◆ Task brief ◆
Swap "Rails" for "Django" and write out the post about the custom RSpec matcher from "Using a Custom" to "So, what happened?".

Using a Custom RSpec Matcher to Check Hash Contents

Photo by David Rangel on Unsplash

Recently, I was minding my own business, discussing some upcoming work with someone on my project team and before I knew it, bam! I was getting messages from our support team that one of our applications was down (one that I’m responsible for). This particular Rails application has been incredibly stable, so to hear that it was down was quite a surprise. It’s an application I wrote several years ago and has seen a lot of bugfixes, new features, and upgrades over the years. The team that supported it after I left the project did a great job keeping the lights on and making improvements. So, what happened?

Before we can get into that, let’s talk about what this application does. While I can’t get into the specifics, it’s basically a data transformation and process handling API. Let’s call it “Core API.” Core API receives a bunch of data and then breaks it up into smaller chunks and runs it through another API (let’s call this “External API”), calling several of External API’s endpoints. In the end, External API’s services generates some data and that data is retrieved and stored by Core API into our internal database for use by our other systems.

During the construction and maintenance of Core API, a critical component had been overlooked: API constraints in External API’s specifications. Specifically, a constraint for one of their data fields where the ’number’ for that object type may not be over 9,999,999. While this number seems high, we were simply using an automatically incremented ‘id’ field from a table in our database to populate this field. Which meant that we would hit the limit sooner or later. As fate would have it, it took us about seven and a half years to go through, you guessed it, 9,999,999 records in our database.

Which meant that on a Friday afternoon, at 3:50 PM, all of the requests to Core API started failing. Yay.

If you don’t read the API specification, you’re gonna have a bad time

Fortunately, the number that is required in External API is only referential inside of that dataset. So, these objects didn’t require a number that is unique across our organization. Which meant that we could simply renumber the objects, starting with “1” each time we sent a dataset to External API. Great! Now we have a solution, but with one minor hurdle–we couldn’t modify the data structure as it passed through the controller to the service classes that manipulated it and called External API. Here’s roughly how this data looked as it came through:

[
  {
    "parent_id": 9999999,
    "child_id": 12234,
    "name": "Timmy"
  },
  {
    "parent_id": 9999999,
    "child_id": 2345,
    "name": "Suzie"
  },
  {
    "parent_id": 10000000,
    "child_id": 4321,
    "name": "Lauren"
  },
  {
    "parent_id": 10000000,
    "child_id": 9876,
    "name": "John"
  }
]

Each “child” has to be grouped under a parent further down in the process. In order to keep our data structure intact, we (shout out to Jesse, who pair programmed with me to help resolve this quickly!) decided to find the parent_ids and put them into an array (only keeping ones that weren’t there already). So, this case, we would end up with:

  [9999999, 10000000]

Then, we would loop back over the data and use the index + 1 of the parent_id in that array to renumber the parent_id of each child. There’s probably a more efficient way to do this, but we decided not to optimize the algorithm since Core API works in the background and no user is just sitting around, waiting on the response. Now, after the renumbering, our data looks like this:

[
  {
    "parent_id": 1,
    "child_id": 12234,
    "name": "Timmy"

◆ Dataset extract ◆
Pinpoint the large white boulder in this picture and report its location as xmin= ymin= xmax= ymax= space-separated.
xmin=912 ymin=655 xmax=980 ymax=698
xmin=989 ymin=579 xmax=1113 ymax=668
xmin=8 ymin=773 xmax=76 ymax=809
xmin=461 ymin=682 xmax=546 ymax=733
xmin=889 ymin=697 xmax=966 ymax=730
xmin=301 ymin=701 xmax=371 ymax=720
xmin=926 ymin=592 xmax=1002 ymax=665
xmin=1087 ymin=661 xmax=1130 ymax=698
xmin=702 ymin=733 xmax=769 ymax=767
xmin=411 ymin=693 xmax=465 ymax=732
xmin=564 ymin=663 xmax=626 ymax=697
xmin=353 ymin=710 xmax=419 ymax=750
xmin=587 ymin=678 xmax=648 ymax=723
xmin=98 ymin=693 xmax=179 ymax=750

◆ The result ◆
Using a Custom RSpec Matcher to Check Hash Contents

Photo by David Rangel on Unsplash

Recently, I was minding my own business, discussing some upcoming work with someone on my project team and before I knew it, bam! I was getting messages from our support team that one of our applications was down (one that I’m responsible for). This particular Django application has been incredibly stable, so to hear that it was down was quite a surprise. It’s an application I wrote several years ago and has seen a lot of bugfixes, new features, and upgrades over the years. The team that supported it after I left the project did a great job keeping the lights on and making improvements. So, what happened?